[Start of Attachment]

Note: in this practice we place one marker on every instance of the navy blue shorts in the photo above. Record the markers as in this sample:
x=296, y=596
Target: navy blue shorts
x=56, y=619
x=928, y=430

[End of Attachment]

Each line of the data must be set down again as it is.

Note: in this practice we place one marker on every instance of the navy blue shorts in the photo above. Record the markers as in this sample:
x=296, y=596
Target: navy blue shorts
x=56, y=619
x=928, y=430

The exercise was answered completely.